What the task requires. Revise every item below so that "Coords" becomes "Coordinates" wherever it occurs, keeping all other text the same. Leave the pictures out of your output.

▽

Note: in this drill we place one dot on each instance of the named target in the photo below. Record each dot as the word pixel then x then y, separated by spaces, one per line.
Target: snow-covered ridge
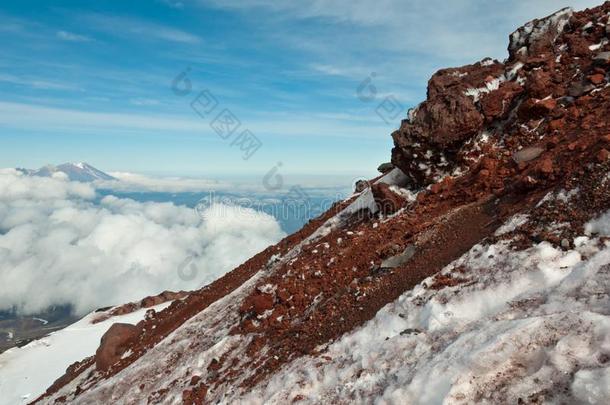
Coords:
pixel 26 372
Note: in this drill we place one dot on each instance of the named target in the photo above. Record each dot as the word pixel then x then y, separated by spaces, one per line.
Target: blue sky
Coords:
pixel 91 80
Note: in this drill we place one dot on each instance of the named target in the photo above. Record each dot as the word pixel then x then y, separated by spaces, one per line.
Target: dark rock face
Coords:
pixel 113 344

△

Finished task.
Note: in this drill we place one dot on each instance of the named target in the photo below. Record each dot as the word pixel then x then y, separated by spaces, one per line.
Target: snow-covered ridge
Coordinates:
pixel 26 372
Note: in this drill we place one dot on each instance of the named target in the photo above. Record each dot as the word pixel then x then y, separated by spaces, one per line.
Target: blue sky
Coordinates:
pixel 91 80
Note: in this drill we place one dot on each instance of the named target in the photo above. Record each dot as the word pixel then x then y, separated by spaces, one per line.
Target: dark rock face
Coordinates:
pixel 113 344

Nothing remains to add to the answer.